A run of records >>
**********
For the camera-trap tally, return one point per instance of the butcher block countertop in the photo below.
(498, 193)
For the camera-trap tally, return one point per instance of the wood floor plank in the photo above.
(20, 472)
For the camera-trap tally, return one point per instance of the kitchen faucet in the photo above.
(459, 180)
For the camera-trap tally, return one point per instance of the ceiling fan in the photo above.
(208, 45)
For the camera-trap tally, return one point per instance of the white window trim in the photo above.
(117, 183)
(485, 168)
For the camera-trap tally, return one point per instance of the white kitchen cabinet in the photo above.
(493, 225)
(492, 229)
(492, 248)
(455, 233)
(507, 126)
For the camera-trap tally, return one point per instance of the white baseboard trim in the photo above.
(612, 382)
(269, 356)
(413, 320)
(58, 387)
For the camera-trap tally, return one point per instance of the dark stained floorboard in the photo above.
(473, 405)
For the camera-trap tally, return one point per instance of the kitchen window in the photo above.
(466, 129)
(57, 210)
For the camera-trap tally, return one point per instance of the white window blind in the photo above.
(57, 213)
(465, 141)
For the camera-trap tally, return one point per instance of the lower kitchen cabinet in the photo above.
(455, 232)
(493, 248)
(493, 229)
**********
PROBLEM DESCRIPTION >> Give all of the entries again, word for word.

SOLVED EXERCISE >>
For the camera-trap tally, return one point per instance of the butcher block countertop in the photo below.
(498, 193)
For the camera-trap tally, return one point per instance of the wood floor plank in the photo above.
(20, 472)
For the camera-trap tally, return one point per instance of the kitchen faucet in the photo above.
(459, 180)
For the camera-trap tally, return one point per instance of the ceiling fan in the photo above.
(208, 45)
For the camera-trap tally, return one point per instance of the white window trim in the photo above.
(117, 183)
(485, 168)
For the camera-trap tally, return one point per instance of the white kitchen cabinet in the photo above.
(493, 225)
(492, 229)
(492, 248)
(455, 233)
(507, 126)
For the camera-trap tally, return one point per instance of the white baseboard trim in the photo above.
(612, 382)
(269, 356)
(413, 320)
(58, 387)
For the camera-trap tally, return one point per instance of the dark stained floorboard in the photo above.
(473, 405)
For the camera-trap tally, return one point per instance of the kitchen window in the photo above.
(466, 129)
(57, 210)
For the camera-trap tally, return one point per instance of the white window blind in the photo above.
(57, 213)
(465, 141)
For the camera-trap tally, return one point per instance of the lower kitchen cabinet in the photo above.
(455, 232)
(493, 248)
(493, 229)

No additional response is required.